[start RECORDED DATA]
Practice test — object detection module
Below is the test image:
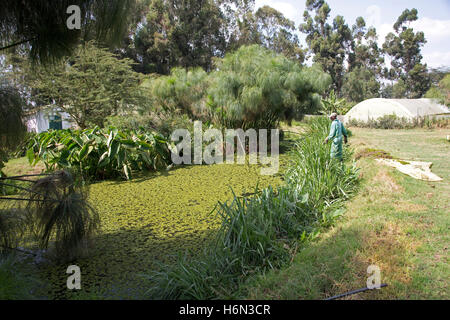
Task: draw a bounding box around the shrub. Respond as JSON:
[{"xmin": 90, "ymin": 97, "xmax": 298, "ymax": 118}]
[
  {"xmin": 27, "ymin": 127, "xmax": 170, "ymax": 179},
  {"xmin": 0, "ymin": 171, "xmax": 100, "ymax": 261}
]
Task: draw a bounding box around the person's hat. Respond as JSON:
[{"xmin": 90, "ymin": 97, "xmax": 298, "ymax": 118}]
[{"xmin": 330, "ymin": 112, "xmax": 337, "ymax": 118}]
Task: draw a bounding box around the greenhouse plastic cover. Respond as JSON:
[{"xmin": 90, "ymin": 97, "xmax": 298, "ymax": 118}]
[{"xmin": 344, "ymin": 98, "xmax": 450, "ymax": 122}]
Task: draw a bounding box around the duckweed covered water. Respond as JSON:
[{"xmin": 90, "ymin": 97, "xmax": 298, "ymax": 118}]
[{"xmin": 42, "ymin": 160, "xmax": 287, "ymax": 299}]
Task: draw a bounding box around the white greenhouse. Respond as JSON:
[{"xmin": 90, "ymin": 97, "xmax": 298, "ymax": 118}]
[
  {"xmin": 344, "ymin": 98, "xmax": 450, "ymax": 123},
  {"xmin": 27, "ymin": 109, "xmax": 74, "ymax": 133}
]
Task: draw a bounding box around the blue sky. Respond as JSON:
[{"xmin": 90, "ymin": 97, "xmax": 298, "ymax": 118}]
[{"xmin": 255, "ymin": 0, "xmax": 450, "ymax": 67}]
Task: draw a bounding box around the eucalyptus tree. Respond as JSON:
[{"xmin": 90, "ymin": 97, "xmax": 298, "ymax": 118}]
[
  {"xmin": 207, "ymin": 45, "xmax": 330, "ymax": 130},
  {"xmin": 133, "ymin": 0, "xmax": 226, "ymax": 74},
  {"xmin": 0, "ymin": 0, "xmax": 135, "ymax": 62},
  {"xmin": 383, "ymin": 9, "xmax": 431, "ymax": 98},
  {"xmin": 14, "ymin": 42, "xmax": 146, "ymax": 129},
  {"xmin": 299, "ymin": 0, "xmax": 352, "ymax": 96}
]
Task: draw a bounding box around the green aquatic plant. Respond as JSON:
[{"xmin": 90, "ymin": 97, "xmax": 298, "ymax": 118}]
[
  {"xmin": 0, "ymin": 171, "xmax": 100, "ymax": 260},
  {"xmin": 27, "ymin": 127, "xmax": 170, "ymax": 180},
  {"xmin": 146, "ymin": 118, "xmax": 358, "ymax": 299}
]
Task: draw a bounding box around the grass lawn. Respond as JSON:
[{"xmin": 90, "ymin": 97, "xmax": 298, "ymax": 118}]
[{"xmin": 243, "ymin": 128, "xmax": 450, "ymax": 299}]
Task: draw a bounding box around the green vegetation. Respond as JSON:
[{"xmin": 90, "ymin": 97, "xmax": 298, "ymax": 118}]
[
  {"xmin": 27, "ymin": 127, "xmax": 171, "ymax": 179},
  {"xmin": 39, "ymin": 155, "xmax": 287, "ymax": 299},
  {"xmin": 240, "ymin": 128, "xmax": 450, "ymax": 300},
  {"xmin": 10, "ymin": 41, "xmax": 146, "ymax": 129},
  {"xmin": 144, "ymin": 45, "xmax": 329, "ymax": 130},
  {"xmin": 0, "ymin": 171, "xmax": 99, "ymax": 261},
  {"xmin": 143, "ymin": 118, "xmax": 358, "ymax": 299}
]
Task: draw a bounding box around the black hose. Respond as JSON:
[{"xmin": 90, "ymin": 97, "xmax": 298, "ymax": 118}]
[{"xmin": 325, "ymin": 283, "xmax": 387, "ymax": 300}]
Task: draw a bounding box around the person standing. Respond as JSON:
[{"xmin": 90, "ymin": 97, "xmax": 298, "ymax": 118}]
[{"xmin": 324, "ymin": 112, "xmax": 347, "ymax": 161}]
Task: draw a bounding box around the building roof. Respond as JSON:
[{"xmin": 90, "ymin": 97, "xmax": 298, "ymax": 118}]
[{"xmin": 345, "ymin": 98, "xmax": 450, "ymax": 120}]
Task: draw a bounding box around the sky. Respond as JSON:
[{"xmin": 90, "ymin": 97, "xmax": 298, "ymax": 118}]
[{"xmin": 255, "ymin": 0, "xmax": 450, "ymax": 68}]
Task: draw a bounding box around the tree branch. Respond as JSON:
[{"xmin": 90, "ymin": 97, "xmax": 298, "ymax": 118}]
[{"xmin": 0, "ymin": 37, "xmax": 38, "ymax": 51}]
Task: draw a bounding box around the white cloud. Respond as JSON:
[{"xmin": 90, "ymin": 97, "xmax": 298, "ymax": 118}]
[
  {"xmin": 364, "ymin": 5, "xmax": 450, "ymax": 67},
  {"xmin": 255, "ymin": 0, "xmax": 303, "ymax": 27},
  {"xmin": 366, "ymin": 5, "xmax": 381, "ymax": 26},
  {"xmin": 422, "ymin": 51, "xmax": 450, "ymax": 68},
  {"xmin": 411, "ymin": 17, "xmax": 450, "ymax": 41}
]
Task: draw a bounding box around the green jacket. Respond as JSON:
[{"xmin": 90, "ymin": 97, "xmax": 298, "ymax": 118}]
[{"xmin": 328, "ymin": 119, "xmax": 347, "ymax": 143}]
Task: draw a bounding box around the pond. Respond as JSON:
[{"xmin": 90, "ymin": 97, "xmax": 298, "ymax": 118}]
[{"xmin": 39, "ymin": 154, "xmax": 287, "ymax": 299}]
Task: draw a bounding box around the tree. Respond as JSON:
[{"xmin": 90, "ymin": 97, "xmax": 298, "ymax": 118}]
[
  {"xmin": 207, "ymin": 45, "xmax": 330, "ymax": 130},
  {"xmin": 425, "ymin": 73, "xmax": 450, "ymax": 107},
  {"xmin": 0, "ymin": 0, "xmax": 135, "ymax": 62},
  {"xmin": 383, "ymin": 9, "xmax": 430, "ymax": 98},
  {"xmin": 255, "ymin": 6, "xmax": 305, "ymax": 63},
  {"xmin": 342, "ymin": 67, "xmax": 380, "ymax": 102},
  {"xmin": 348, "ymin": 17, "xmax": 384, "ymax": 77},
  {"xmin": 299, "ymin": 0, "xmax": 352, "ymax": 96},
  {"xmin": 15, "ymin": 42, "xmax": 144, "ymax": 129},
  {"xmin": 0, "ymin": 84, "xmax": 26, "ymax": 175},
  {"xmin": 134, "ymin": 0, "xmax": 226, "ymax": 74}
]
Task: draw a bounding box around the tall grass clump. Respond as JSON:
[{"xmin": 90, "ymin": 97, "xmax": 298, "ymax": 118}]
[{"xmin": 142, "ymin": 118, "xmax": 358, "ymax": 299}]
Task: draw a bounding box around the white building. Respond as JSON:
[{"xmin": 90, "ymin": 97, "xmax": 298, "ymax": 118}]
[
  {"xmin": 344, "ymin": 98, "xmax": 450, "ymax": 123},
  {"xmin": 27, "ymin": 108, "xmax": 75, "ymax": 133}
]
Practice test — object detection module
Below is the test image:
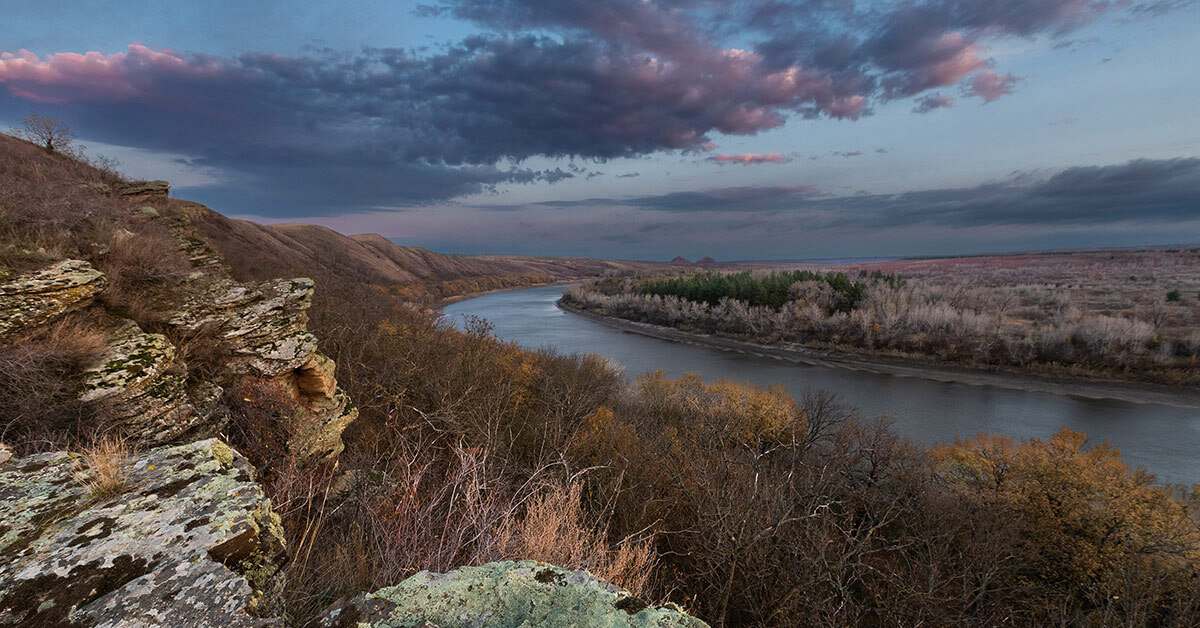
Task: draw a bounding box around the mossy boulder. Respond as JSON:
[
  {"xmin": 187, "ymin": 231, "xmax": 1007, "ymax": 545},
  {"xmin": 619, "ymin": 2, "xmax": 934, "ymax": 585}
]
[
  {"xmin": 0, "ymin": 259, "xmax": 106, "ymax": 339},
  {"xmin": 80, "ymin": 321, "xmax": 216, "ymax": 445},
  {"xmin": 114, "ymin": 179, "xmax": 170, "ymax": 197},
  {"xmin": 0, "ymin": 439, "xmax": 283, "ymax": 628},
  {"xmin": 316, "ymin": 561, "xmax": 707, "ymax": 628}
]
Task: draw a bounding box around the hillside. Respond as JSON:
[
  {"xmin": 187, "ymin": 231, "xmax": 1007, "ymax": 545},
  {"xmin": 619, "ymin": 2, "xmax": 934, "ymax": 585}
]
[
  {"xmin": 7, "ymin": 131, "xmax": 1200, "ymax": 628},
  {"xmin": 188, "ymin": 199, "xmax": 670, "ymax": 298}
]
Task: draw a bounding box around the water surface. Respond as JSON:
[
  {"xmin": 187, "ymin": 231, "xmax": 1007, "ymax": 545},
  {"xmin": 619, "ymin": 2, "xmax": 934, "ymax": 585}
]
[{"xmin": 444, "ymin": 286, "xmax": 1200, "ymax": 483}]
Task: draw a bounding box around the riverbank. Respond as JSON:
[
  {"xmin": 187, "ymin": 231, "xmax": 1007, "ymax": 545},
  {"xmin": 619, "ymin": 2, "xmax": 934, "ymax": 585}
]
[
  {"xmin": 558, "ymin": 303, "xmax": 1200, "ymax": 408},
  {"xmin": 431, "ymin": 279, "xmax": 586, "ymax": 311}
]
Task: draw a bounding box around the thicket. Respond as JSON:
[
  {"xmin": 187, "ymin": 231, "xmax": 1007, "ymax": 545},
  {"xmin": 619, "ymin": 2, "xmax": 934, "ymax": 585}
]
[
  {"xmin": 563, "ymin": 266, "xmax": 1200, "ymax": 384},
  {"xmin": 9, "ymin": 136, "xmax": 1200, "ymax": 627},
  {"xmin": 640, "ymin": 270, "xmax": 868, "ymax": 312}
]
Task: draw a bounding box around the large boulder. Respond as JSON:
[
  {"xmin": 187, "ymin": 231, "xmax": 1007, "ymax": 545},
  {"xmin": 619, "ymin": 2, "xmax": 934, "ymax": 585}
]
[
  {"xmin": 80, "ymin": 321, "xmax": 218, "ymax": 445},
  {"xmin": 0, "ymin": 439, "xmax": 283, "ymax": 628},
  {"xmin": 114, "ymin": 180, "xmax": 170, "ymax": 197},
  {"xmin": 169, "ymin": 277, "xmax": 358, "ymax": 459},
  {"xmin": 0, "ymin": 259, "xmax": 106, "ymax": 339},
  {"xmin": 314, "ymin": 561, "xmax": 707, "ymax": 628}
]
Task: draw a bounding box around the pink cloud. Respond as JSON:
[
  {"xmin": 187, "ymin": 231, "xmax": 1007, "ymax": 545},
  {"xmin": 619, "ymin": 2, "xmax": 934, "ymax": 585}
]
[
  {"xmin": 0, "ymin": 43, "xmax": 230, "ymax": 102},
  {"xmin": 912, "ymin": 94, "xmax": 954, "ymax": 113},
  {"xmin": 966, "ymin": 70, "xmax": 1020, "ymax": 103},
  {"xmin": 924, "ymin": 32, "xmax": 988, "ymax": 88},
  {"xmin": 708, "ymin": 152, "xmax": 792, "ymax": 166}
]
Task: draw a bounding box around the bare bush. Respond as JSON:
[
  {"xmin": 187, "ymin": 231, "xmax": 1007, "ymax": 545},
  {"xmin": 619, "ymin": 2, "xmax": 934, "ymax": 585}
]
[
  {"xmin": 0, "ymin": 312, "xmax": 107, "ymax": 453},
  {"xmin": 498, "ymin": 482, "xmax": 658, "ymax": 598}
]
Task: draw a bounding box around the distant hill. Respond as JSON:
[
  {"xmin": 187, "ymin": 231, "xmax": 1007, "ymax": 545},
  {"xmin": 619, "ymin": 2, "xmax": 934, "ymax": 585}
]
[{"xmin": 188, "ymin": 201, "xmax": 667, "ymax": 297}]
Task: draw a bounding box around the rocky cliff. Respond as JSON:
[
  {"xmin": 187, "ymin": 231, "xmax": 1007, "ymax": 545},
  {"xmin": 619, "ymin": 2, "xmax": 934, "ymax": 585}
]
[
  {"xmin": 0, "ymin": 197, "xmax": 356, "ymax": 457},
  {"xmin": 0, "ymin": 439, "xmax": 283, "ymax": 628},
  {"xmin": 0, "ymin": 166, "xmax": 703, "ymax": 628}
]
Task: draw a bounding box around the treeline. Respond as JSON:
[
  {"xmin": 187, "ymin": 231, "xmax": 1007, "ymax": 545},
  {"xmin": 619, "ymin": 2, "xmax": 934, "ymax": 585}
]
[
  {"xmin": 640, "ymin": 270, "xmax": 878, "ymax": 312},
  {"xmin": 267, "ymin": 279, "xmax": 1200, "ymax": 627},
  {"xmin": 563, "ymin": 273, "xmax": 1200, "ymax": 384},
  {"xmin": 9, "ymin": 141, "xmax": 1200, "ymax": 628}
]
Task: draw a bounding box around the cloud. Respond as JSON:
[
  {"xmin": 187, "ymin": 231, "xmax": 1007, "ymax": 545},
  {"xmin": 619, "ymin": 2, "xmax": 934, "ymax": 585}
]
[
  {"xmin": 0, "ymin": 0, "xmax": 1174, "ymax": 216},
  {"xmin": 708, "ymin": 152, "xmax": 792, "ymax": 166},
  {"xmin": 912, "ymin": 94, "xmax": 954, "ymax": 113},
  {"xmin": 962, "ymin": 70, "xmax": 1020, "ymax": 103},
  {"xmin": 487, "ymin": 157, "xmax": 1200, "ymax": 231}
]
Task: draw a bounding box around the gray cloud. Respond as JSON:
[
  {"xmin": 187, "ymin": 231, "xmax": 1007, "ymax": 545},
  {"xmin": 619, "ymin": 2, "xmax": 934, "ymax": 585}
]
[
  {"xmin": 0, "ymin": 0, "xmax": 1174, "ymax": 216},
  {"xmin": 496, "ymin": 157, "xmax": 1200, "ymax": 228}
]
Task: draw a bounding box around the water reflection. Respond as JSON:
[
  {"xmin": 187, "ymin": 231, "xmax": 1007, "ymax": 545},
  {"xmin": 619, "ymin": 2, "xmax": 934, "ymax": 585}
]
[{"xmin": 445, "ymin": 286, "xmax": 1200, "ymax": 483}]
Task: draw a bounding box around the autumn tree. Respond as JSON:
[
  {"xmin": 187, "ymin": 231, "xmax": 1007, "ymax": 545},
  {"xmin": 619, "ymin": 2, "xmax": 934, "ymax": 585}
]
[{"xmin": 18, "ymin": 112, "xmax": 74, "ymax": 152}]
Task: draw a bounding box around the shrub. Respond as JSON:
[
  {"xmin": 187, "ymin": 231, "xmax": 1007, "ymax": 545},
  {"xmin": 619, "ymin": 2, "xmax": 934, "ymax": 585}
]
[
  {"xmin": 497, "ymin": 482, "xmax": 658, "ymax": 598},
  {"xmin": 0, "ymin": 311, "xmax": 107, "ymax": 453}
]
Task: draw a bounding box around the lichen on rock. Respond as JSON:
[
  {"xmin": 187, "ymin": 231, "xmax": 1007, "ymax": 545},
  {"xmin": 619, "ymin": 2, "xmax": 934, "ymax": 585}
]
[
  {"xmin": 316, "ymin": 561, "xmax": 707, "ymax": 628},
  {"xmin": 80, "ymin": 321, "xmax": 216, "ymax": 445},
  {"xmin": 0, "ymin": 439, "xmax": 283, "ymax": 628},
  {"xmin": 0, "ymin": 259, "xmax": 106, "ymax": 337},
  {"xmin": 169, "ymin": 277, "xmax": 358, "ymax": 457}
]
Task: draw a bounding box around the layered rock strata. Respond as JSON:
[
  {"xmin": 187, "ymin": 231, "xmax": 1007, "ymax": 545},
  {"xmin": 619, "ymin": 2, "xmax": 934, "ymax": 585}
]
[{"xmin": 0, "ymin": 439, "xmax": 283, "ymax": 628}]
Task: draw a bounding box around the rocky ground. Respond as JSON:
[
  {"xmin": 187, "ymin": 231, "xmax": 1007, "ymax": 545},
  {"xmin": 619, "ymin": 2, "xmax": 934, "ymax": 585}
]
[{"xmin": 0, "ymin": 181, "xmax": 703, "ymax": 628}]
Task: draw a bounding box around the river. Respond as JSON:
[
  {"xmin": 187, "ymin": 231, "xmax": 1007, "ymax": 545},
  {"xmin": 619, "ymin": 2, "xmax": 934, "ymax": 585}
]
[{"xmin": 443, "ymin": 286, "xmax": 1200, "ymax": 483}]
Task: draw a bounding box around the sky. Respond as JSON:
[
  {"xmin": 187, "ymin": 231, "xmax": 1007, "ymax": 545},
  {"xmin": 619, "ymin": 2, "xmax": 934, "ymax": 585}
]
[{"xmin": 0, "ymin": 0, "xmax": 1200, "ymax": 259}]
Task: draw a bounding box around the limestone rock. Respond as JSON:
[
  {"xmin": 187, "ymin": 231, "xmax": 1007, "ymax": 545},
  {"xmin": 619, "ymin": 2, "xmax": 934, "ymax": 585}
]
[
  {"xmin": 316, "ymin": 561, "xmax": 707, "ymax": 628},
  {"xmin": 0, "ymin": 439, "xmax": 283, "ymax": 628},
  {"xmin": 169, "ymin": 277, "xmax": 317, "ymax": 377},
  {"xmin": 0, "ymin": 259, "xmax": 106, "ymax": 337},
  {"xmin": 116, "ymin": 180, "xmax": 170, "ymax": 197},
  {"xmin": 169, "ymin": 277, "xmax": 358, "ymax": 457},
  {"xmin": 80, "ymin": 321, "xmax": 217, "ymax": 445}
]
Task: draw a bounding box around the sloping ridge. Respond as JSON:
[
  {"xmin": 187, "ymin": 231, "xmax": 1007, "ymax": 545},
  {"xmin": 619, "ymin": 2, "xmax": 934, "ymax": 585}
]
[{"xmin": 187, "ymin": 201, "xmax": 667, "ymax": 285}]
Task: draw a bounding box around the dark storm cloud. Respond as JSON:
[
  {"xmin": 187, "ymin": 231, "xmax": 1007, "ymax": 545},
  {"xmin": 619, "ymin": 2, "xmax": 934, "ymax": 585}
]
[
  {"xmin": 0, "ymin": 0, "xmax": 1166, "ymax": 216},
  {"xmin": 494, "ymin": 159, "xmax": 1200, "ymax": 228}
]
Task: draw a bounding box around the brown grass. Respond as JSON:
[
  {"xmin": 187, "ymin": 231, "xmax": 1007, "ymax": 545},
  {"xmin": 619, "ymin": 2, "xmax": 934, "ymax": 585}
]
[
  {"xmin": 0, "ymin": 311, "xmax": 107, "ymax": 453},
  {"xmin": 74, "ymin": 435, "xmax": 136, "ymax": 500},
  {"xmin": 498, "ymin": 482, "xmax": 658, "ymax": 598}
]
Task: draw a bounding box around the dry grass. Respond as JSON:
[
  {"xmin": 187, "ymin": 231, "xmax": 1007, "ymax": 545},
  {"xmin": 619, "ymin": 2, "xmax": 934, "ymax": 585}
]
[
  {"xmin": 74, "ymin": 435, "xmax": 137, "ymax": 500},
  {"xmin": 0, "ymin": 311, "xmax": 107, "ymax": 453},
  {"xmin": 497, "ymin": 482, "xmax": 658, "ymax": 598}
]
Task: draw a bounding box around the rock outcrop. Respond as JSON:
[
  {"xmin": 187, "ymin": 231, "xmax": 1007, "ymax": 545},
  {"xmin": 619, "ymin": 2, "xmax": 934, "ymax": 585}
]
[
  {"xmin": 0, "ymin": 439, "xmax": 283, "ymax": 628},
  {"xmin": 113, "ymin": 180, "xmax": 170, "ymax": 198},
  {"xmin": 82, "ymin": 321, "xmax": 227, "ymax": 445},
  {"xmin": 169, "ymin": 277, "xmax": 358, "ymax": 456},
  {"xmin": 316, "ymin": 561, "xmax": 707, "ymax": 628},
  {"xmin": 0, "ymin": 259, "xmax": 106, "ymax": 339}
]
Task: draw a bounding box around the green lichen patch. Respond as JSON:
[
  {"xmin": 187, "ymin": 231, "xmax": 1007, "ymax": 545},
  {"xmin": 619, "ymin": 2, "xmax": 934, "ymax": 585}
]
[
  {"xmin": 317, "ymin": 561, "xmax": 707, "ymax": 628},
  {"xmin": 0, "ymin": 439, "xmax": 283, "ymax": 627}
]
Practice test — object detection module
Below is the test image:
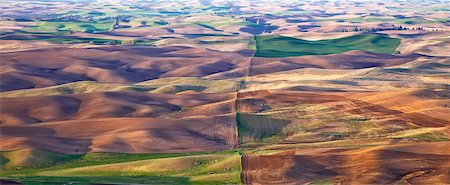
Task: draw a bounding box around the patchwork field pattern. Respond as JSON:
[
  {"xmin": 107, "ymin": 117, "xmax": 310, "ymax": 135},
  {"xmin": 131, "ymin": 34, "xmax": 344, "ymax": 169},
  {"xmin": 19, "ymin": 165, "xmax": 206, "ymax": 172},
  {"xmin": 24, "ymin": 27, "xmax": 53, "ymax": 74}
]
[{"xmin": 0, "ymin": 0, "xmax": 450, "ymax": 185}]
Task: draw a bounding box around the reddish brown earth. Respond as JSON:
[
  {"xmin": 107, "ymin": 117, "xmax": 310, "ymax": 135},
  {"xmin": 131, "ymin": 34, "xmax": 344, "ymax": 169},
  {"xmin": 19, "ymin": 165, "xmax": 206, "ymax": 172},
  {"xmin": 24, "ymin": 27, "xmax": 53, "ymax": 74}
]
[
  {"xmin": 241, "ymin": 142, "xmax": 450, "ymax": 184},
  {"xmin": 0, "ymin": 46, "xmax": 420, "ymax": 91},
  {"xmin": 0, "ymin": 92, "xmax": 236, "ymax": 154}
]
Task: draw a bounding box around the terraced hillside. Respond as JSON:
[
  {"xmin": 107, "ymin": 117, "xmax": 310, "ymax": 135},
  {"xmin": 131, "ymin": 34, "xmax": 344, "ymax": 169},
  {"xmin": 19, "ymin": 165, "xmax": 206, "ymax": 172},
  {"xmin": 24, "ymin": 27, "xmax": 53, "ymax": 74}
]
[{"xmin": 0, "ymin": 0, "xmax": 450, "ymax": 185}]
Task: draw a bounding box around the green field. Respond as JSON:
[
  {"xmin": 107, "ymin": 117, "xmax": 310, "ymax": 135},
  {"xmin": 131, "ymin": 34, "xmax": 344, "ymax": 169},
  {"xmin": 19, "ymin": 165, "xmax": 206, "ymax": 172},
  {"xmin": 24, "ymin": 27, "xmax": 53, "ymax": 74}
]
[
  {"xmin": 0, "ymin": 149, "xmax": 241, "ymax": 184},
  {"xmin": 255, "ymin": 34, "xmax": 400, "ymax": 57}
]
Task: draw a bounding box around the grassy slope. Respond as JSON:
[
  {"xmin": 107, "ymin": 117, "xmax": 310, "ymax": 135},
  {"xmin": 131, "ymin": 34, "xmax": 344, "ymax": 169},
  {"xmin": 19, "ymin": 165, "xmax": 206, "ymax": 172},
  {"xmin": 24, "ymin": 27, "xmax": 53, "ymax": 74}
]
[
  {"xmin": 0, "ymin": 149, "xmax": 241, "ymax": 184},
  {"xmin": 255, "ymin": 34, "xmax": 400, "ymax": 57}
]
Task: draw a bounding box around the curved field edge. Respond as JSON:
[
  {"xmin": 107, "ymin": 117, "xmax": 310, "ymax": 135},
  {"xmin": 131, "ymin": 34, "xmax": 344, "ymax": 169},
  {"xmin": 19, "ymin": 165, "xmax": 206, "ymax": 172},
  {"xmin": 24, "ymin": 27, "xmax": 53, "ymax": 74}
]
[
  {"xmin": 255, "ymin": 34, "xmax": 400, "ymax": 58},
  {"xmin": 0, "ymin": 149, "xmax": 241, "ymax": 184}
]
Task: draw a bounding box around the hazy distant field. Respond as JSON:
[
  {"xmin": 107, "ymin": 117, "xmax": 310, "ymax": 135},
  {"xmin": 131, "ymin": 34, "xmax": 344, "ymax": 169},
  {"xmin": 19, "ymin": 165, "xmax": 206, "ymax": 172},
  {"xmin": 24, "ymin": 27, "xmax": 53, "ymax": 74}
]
[end RECORDED DATA]
Rewrite the stretch from the line containing "Task: draw a bounding box around the terraced" through the end of the entries, changing "field" to "meadow" and keeping everything else the same.

▶ FULL ANSWER:
Task: draw a bounding box around the terraced hillside. Respond as JSON:
[
  {"xmin": 107, "ymin": 117, "xmax": 310, "ymax": 135},
  {"xmin": 131, "ymin": 34, "xmax": 344, "ymax": 169},
  {"xmin": 19, "ymin": 165, "xmax": 206, "ymax": 172},
  {"xmin": 24, "ymin": 27, "xmax": 53, "ymax": 74}
]
[{"xmin": 0, "ymin": 0, "xmax": 450, "ymax": 185}]
Task: draw a bounding box around the green meadow. Respond as JSON:
[
  {"xmin": 107, "ymin": 117, "xmax": 310, "ymax": 135},
  {"xmin": 131, "ymin": 34, "xmax": 344, "ymax": 169},
  {"xmin": 19, "ymin": 165, "xmax": 206, "ymax": 172},
  {"xmin": 24, "ymin": 27, "xmax": 53, "ymax": 74}
]
[
  {"xmin": 0, "ymin": 149, "xmax": 241, "ymax": 184},
  {"xmin": 255, "ymin": 34, "xmax": 400, "ymax": 57}
]
Task: draw a bounding box around the grassy slope. Respond as JSON:
[
  {"xmin": 107, "ymin": 117, "xmax": 310, "ymax": 135},
  {"xmin": 131, "ymin": 34, "xmax": 344, "ymax": 169},
  {"xmin": 19, "ymin": 165, "xmax": 206, "ymax": 172},
  {"xmin": 24, "ymin": 27, "xmax": 53, "ymax": 74}
]
[
  {"xmin": 0, "ymin": 149, "xmax": 241, "ymax": 184},
  {"xmin": 255, "ymin": 34, "xmax": 400, "ymax": 57}
]
Task: draw a bounding box around the curved meadow edge. Respond as JSON:
[
  {"xmin": 107, "ymin": 117, "xmax": 310, "ymax": 135},
  {"xmin": 131, "ymin": 34, "xmax": 344, "ymax": 169},
  {"xmin": 19, "ymin": 165, "xmax": 206, "ymax": 172},
  {"xmin": 24, "ymin": 27, "xmax": 53, "ymax": 74}
]
[
  {"xmin": 255, "ymin": 34, "xmax": 400, "ymax": 58},
  {"xmin": 0, "ymin": 149, "xmax": 241, "ymax": 184}
]
Task: draw a bounding box around the hazy distant meadow. Respond as JSON:
[
  {"xmin": 107, "ymin": 117, "xmax": 310, "ymax": 135},
  {"xmin": 131, "ymin": 34, "xmax": 344, "ymax": 169},
  {"xmin": 19, "ymin": 165, "xmax": 206, "ymax": 172},
  {"xmin": 24, "ymin": 27, "xmax": 53, "ymax": 74}
]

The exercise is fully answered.